Find the line that contains "Locate every instance of the round metal"; then retype it and each line after it, exactly, through the final line of the data below.

Location identification entries
+--
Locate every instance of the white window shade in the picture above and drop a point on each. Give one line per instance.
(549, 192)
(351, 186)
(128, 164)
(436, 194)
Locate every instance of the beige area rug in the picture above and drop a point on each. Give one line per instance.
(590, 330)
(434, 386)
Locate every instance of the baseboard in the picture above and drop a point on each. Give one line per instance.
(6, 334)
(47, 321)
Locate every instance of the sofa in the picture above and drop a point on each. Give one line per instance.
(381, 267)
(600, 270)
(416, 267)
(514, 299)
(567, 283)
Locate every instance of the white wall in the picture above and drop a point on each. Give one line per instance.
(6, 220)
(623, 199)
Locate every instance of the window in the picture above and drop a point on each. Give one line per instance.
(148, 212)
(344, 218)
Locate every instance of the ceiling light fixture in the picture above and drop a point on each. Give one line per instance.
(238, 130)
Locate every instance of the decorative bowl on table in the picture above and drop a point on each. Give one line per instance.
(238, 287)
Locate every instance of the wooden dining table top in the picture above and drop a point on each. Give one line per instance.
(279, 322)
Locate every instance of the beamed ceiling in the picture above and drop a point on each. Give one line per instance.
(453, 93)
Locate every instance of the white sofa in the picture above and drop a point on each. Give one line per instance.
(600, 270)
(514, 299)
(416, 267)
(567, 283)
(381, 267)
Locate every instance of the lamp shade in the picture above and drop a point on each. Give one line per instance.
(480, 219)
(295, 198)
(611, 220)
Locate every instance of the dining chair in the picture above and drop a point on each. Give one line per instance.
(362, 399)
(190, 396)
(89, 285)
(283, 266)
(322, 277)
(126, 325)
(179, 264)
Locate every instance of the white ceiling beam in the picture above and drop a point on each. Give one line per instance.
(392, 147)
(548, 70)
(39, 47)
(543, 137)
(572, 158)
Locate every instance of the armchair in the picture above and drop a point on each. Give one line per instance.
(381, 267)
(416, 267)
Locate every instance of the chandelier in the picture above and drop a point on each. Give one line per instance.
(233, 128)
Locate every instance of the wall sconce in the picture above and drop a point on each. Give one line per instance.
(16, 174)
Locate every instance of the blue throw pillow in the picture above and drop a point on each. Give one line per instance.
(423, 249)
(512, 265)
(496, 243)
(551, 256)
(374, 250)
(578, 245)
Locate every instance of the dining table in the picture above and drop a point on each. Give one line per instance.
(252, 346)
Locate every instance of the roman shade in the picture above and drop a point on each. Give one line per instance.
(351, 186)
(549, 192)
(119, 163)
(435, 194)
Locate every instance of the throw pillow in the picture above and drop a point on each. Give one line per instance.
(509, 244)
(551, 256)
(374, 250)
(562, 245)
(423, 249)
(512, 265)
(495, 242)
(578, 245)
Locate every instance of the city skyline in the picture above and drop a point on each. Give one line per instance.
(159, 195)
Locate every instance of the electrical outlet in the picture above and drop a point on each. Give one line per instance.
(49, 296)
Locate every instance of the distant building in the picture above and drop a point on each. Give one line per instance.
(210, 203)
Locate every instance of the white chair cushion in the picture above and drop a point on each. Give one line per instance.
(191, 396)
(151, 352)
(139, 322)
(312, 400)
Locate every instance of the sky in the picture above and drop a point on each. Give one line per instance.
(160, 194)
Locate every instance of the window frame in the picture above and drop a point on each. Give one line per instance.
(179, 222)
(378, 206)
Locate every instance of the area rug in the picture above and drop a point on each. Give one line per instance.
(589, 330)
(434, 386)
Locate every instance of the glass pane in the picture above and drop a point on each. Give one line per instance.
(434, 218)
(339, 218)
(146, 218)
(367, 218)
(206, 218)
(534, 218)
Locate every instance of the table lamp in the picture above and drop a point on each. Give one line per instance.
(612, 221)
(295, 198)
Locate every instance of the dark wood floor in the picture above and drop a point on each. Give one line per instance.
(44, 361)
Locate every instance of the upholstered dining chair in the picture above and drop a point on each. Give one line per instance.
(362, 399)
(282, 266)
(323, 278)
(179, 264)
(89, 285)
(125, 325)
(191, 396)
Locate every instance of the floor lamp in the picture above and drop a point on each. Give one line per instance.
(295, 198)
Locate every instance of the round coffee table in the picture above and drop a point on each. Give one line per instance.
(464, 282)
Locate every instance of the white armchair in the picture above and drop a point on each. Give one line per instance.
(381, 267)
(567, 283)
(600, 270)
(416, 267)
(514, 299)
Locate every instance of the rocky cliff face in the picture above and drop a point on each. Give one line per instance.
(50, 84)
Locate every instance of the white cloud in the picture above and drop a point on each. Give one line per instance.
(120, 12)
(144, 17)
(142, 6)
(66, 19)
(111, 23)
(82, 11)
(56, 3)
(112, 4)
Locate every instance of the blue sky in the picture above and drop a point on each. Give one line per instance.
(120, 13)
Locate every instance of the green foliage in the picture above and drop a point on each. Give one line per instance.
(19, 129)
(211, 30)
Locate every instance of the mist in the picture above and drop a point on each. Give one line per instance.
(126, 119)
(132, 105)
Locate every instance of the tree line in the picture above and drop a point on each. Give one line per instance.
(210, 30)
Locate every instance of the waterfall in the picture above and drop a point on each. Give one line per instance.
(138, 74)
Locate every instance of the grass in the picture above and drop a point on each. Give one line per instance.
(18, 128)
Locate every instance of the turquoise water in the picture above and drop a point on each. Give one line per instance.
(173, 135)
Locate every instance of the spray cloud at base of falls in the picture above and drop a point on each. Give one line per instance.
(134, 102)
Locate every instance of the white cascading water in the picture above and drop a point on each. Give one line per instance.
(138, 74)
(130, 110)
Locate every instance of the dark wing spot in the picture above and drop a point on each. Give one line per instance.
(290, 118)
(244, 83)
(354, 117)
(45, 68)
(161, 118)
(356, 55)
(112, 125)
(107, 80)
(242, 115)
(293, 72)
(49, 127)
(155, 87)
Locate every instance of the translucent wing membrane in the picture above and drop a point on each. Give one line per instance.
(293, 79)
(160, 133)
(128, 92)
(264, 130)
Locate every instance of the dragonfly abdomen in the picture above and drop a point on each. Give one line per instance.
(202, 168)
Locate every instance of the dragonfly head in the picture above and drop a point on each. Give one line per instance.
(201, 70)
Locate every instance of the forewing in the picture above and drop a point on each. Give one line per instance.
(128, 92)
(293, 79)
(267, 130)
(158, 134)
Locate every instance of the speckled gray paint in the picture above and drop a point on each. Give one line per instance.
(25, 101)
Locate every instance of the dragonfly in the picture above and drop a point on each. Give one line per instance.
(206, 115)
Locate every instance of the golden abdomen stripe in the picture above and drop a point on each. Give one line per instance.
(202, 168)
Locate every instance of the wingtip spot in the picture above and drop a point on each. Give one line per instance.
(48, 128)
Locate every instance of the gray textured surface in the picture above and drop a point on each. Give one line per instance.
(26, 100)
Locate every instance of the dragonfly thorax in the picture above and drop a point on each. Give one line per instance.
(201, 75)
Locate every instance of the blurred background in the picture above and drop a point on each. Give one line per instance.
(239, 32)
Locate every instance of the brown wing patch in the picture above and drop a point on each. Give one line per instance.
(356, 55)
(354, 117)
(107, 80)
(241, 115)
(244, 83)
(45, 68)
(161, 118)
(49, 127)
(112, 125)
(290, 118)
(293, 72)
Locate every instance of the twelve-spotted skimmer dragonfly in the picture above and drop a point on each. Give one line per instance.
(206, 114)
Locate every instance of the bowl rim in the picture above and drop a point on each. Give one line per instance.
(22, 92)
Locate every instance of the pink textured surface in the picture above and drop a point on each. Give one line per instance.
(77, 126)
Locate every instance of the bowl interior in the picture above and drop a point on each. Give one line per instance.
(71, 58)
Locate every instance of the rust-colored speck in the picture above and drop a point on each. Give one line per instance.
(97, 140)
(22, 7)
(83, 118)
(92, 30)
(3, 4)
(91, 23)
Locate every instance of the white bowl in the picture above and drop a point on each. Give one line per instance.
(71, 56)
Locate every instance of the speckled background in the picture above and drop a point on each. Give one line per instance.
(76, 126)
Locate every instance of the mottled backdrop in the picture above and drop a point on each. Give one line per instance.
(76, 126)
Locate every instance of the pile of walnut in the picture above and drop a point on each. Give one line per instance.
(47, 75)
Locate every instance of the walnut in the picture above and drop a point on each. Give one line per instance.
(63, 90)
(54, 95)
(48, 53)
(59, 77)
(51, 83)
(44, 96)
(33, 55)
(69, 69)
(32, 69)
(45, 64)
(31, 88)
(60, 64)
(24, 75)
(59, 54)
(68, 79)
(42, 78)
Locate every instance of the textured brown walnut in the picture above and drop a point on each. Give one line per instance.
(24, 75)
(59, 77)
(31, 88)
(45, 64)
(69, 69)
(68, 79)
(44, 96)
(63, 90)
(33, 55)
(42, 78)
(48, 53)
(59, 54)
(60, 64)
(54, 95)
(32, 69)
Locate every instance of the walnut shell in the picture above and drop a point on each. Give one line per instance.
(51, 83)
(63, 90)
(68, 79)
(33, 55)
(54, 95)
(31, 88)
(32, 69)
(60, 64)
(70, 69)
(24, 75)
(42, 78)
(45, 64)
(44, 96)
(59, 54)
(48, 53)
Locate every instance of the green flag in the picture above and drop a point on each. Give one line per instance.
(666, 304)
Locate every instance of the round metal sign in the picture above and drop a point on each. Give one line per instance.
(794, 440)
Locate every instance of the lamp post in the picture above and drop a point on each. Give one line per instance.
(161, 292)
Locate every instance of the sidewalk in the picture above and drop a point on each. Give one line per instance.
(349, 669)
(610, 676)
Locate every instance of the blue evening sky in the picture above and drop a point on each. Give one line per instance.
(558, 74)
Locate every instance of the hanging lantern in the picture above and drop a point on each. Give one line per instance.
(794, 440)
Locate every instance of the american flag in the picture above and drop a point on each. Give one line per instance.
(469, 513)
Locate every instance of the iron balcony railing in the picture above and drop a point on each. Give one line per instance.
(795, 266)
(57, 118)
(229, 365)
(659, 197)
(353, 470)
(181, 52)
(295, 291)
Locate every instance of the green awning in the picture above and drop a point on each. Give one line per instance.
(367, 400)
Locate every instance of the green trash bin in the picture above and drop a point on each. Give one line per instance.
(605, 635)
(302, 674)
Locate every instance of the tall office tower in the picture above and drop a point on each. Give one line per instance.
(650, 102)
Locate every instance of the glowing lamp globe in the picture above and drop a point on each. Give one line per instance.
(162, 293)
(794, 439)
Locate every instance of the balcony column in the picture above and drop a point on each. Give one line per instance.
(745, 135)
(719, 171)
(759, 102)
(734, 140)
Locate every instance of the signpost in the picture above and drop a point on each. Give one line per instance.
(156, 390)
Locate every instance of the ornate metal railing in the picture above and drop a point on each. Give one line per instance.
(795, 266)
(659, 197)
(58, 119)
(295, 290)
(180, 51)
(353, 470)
+--
EXERCISE RESPONSE:
Locate every instance of the round metal sign in the picture above and drop a point on each. Give one line per instance.
(794, 440)
Locate every instance of the lamp post in the picture above and drop a point on each. Give one line per instance.
(161, 292)
Locate every instance of the sidewalk in the picture above and drop a point on each. Give one line per instance.
(349, 669)
(610, 676)
Locate every instance of the blue evening sky in the picture above and drop a point on each. Give one line per instance.
(558, 74)
Locate every instance of the hanging lantern in the picture above and drop a point on each. Give one line per instance.
(794, 440)
Locate every instance of the american flag in the picture above and drop a point on each. Give one line per instance.
(469, 513)
Locate every instance of the iron balcony railing in the picture above and drop a point on each. Give one line per instance.
(795, 266)
(57, 118)
(229, 365)
(659, 197)
(353, 470)
(181, 52)
(295, 291)
Locate every instance of the green awning in the picture above and drop a point on each. Give one line per instance.
(367, 400)
Locate every instance of the green trash bin in the picture above and drop a point on each. Give one line per instance.
(605, 635)
(302, 674)
Locate every instance of the tall office tower in the picture above and drop a point on each. Give one line per instance.
(650, 102)
Locate every instance of the glowing lamp globe in the picture above and drop a point on each. Give one line per instance.
(162, 293)
(794, 439)
Locate every instance of the balcony column in the picture above and drop a point on each. Give one line per instance.
(745, 135)
(719, 171)
(759, 102)
(734, 140)
Locate every instance of the signpost in the picture above and drop a point on each. Give one line per instance.
(156, 390)
Locate every instance of the ornate metal railing in the picture above and drop a point on each. Give one line per instance.
(795, 266)
(659, 197)
(58, 119)
(295, 290)
(180, 51)
(353, 470)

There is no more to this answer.